=== Source material ===
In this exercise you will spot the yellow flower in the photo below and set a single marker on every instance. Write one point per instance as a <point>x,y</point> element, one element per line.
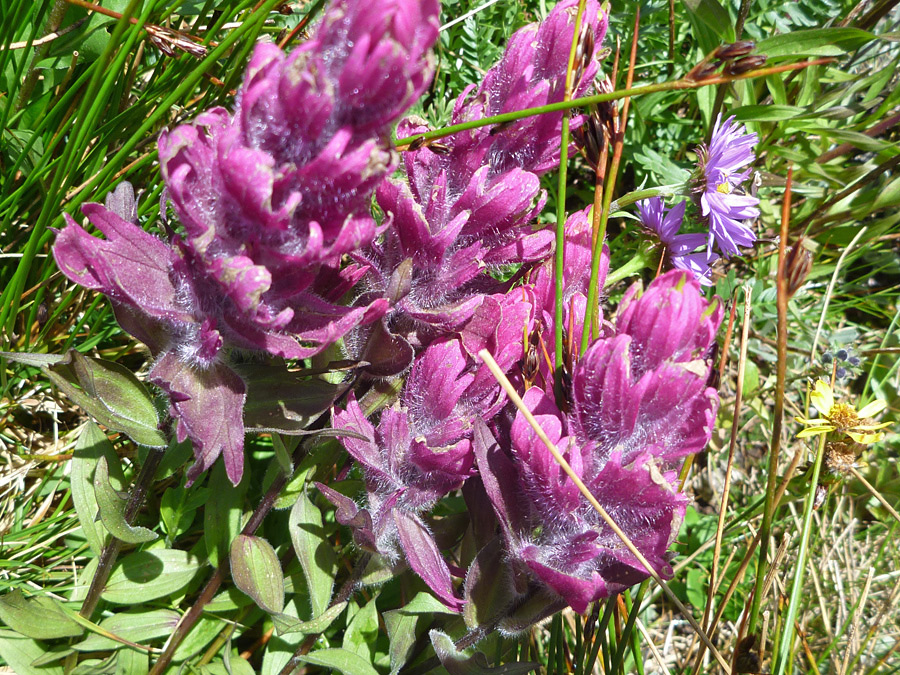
<point>842,417</point>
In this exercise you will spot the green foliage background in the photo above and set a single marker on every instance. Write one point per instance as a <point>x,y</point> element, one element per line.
<point>81,112</point>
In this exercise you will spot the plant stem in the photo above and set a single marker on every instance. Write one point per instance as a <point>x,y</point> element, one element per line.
<point>609,187</point>
<point>212,585</point>
<point>559,259</point>
<point>111,550</point>
<point>54,21</point>
<point>778,412</point>
<point>342,596</point>
<point>675,85</point>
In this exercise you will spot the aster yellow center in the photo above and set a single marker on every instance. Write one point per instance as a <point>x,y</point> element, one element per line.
<point>843,416</point>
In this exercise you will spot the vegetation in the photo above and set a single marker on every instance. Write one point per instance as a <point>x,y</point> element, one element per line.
<point>786,560</point>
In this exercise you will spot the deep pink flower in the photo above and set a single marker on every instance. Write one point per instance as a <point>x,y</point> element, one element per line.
<point>270,199</point>
<point>469,208</point>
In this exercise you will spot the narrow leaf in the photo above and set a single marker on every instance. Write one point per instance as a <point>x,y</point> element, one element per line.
<point>222,515</point>
<point>31,359</point>
<point>38,617</point>
<point>91,446</point>
<point>257,572</point>
<point>20,653</point>
<point>112,509</point>
<point>286,624</point>
<point>133,627</point>
<point>148,575</point>
<point>314,552</point>
<point>340,660</point>
<point>111,394</point>
<point>459,663</point>
<point>814,42</point>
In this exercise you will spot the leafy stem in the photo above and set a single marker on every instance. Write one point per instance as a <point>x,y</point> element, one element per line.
<point>111,550</point>
<point>342,595</point>
<point>672,85</point>
<point>215,581</point>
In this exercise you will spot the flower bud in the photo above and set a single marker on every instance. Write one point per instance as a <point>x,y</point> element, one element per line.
<point>734,50</point>
<point>745,65</point>
<point>703,71</point>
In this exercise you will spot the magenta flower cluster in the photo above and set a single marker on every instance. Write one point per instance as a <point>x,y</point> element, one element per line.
<point>279,256</point>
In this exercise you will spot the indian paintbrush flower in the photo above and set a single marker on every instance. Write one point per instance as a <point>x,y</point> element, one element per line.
<point>270,198</point>
<point>469,208</point>
<point>639,402</point>
<point>421,448</point>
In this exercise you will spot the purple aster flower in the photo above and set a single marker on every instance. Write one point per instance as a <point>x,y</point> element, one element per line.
<point>638,403</point>
<point>680,247</point>
<point>722,200</point>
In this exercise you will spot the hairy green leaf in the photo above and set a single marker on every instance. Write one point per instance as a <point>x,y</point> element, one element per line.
<point>112,509</point>
<point>148,575</point>
<point>111,394</point>
<point>40,617</point>
<point>340,660</point>
<point>314,552</point>
<point>256,570</point>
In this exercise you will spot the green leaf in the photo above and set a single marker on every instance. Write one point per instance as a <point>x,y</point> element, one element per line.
<point>112,509</point>
<point>38,617</point>
<point>314,552</point>
<point>280,400</point>
<point>236,666</point>
<point>111,394</point>
<point>403,634</point>
<point>766,113</point>
<point>178,507</point>
<point>91,446</point>
<point>132,662</point>
<point>32,359</point>
<point>19,653</point>
<point>132,626</point>
<point>460,663</point>
<point>814,42</point>
<point>222,515</point>
<point>405,624</point>
<point>340,660</point>
<point>362,631</point>
<point>286,624</point>
<point>148,575</point>
<point>889,195</point>
<point>203,632</point>
<point>256,570</point>
<point>714,16</point>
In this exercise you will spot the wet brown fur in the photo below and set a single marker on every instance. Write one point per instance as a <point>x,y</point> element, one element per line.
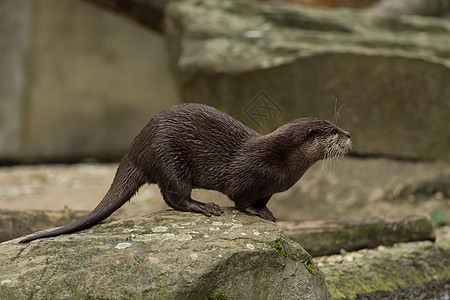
<point>196,146</point>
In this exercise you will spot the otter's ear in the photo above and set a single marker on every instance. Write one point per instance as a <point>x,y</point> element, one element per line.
<point>312,132</point>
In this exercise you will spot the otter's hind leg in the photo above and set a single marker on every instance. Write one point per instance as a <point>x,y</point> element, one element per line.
<point>179,199</point>
<point>259,208</point>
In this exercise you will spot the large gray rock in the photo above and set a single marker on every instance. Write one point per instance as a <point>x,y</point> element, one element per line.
<point>76,81</point>
<point>15,25</point>
<point>167,255</point>
<point>267,64</point>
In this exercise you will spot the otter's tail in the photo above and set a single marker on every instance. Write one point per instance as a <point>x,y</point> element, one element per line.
<point>126,183</point>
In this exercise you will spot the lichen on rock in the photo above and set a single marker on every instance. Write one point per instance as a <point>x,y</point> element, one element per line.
<point>165,255</point>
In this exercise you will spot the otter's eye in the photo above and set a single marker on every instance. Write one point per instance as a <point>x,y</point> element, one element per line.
<point>312,132</point>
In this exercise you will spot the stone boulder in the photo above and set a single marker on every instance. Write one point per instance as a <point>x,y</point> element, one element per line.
<point>267,63</point>
<point>165,255</point>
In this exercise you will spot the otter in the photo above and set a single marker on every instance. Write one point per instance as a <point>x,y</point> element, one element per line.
<point>197,146</point>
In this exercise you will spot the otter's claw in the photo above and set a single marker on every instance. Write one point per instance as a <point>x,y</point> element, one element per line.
<point>262,212</point>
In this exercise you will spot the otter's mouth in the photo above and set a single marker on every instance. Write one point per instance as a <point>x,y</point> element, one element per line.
<point>338,149</point>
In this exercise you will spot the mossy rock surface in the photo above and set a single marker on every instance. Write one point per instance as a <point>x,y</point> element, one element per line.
<point>165,255</point>
<point>417,270</point>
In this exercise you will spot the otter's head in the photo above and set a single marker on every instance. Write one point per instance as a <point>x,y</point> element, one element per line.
<point>322,139</point>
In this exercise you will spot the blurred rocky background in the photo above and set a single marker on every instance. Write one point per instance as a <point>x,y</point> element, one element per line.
<point>80,78</point>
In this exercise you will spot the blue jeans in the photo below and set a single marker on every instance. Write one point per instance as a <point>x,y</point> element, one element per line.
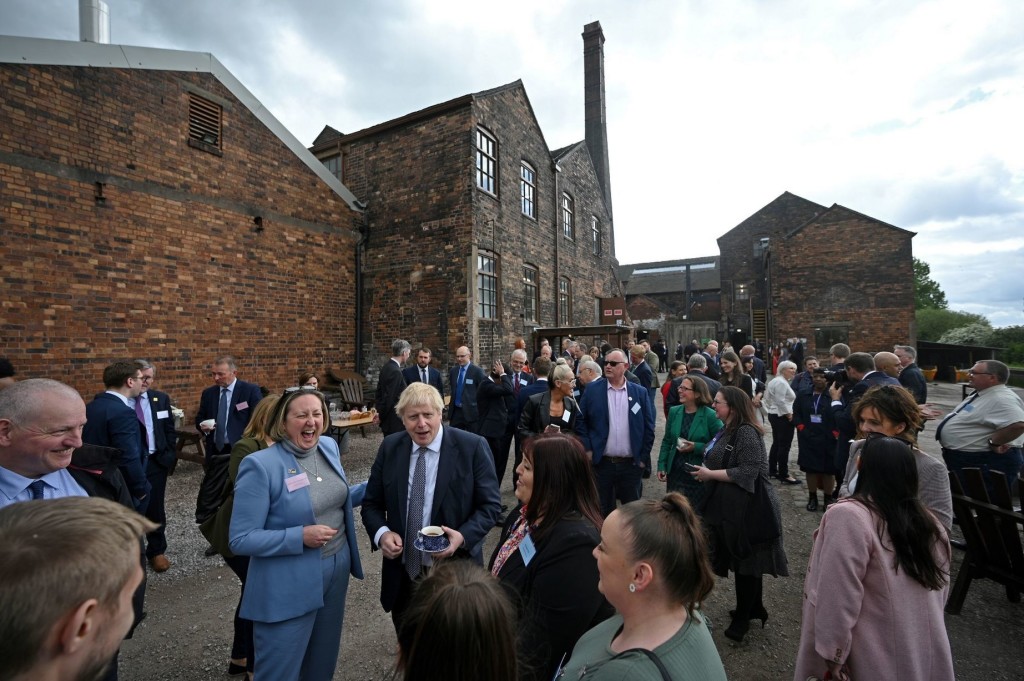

=== What needs to be done ===
The entries above, without their pictures, should be written out exactly.

=== Written response ===
In this exercise you will spot the yellow flower in the photo below and set a single marker on every instance. Write one point per instance as a <point>x,y</point> element, one element per line.
<point>842,417</point>
In this exercise you will spot the green foliage background in the photo above and set a single marker on every instance. Write one point per instance as a <point>x,y</point> element, one element per line.
<point>81,112</point>
In this exercise you will spot the plant stem in the photo above and set a single marker on every instance. Write one point per instance as a <point>x,y</point> element, one element per line.
<point>609,187</point>
<point>212,585</point>
<point>559,259</point>
<point>111,550</point>
<point>54,21</point>
<point>778,412</point>
<point>342,596</point>
<point>675,85</point>
In this exercise you will spot the aster yellow center in the photo above and set a single marker on every instance. Write one point per instance as a <point>x,y</point> element, one element per line.
<point>843,416</point>
In this exercise you will spot the vegetation in the photo above and set a single marker on every instance. Write one point per instance as a <point>x,y</point> element, one element per line.
<point>786,560</point>
In this exercise you will spot the deep pink flower in the photo above and set a single marker on every instance. Write one point per instance as a <point>x,y</point> element, one element per line.
<point>270,199</point>
<point>469,208</point>
In this exercise you will spot the narrow leaf in the photo above and set a single marker on every instance. Write one point per instance as a <point>x,y</point> element, one element per line.
<point>222,515</point>
<point>31,359</point>
<point>38,617</point>
<point>91,446</point>
<point>257,572</point>
<point>20,653</point>
<point>112,509</point>
<point>286,624</point>
<point>133,627</point>
<point>148,575</point>
<point>314,552</point>
<point>340,660</point>
<point>111,394</point>
<point>459,663</point>
<point>814,42</point>
In this exercise you will spot the leafy stem in the photo above and set a single marker on every instance. Write one point per instance as a <point>x,y</point> element, one element per line.
<point>111,550</point>
<point>342,595</point>
<point>672,85</point>
<point>215,581</point>
In this exercise you will spot the flower bud in the photo above and set a single marker on every instance. Write one point per instance as a <point>x,y</point> element, one element per line.
<point>734,50</point>
<point>745,65</point>
<point>703,71</point>
In this exercise you will spot the magenta flower cluster in the photo above and set a single marker on every instance. Write one point per instance as a <point>x,y</point> element, one element per line.
<point>279,256</point>
In this exercise you will spot the indian paintbrush flower in the photo above and set a single marker on every instance. Write one point per instance as a <point>x,y</point> element, one element per line.
<point>270,198</point>
<point>469,208</point>
<point>639,402</point>
<point>421,448</point>
In this exercise you will spot the purple aster flower in the photo above and set a single marker on every instance. Write one point per instance as a <point>x,y</point> element, one element per line.
<point>638,403</point>
<point>680,247</point>
<point>722,200</point>
In this exercise you will spot the hairy green leaf in the photo above and set a single marker on every instance. Write one point per instance as a <point>x,y</point> element, one element per line.
<point>112,509</point>
<point>148,575</point>
<point>111,394</point>
<point>40,617</point>
<point>340,660</point>
<point>314,552</point>
<point>256,570</point>
In this exercise you will spot the green leaf in the photo above and set a single marker on every instance. Write one point per instance as a <point>x,y</point> element, one element per line.
<point>112,509</point>
<point>38,617</point>
<point>314,552</point>
<point>280,400</point>
<point>236,666</point>
<point>111,394</point>
<point>403,634</point>
<point>766,113</point>
<point>178,507</point>
<point>91,446</point>
<point>132,662</point>
<point>32,359</point>
<point>19,653</point>
<point>132,626</point>
<point>460,663</point>
<point>814,42</point>
<point>222,515</point>
<point>405,624</point>
<point>340,660</point>
<point>362,631</point>
<point>286,624</point>
<point>148,575</point>
<point>889,195</point>
<point>203,632</point>
<point>256,570</point>
<point>714,16</point>
In this exercise you will spot the wet brown fur in the photo below and set a single marker on every instance. Write one point per instance as a <point>x,y</point> element, one element per line.
<point>196,146</point>
In this exercise you will spot the otter's ear in the photo above and set a single marker on every instance. Write one point per instance as a <point>x,y</point> element, one element per line.
<point>312,132</point>
In this exercise you will spot the otter's hind leg in the photo above and set a single marker on every instance. Write one point per instance as a <point>x,y</point> element, one element per line.
<point>179,199</point>
<point>259,208</point>
In this exercise you will spot the large gray rock in the photo above and set a single marker on every instance. Write one point per instance as a <point>x,y</point> element, one element per line.
<point>76,81</point>
<point>15,25</point>
<point>167,255</point>
<point>267,64</point>
In this exercise you will spot the otter's tail in the photo above and set a single marker on every instance. Write one point per instance as a <point>x,y</point> element, one element per line.
<point>126,183</point>
In this exercise you will spot the lichen on rock in the photo above and set a single marker on every instance. Write one point per instance as a <point>x,y</point> element, one element per line.
<point>165,255</point>
In this exercise you will spot the otter's eye in the photo above and set a single marker on every instance. Write one point per instance as a <point>x,y</point> element, one element per line.
<point>312,132</point>
In this exercise you will spot the stone boulder in the photo above and set a single marker on every instance. Write one point per instance as a <point>x,y</point> element, one element per line.
<point>267,63</point>
<point>165,255</point>
In this exercise you will spot the otter in the photo above and set a single marker on every instance. Write one point per instance as a <point>x,y</point> element, one element per line.
<point>197,146</point>
In this exercise you will spot the otter's claw in the photo above and set a single marker on every instance. Write one point per instance as a <point>x,y</point> element, one element per line.
<point>262,212</point>
In this exercise you will spot the otter's mouth in the photo above and set a single marker on every instance. Write one point per instance as a <point>x,y</point> element, one element per line.
<point>338,149</point>
In this exercise you will spot the mossy rock surface in the photo above and set a single marker on every instance. Write one point per instance as a <point>x,y</point> element, one element per line.
<point>165,255</point>
<point>417,270</point>
In this exercise you will spot the otter's head in the photo above and set a single marker on every instance. Write one point per instance as a <point>x,y</point> element, one element per line.
<point>322,139</point>
In this exercise you will spot the blurred rocky background in the photo above and set a single marker on every instance. Write one point per instance as a <point>x,y</point> element, one element per line.
<point>80,78</point>
In this exercise you will spot the blue jeans in the photo below and set a single marker on every instance. Write one point per instance as a <point>x,y</point> element, one element per line.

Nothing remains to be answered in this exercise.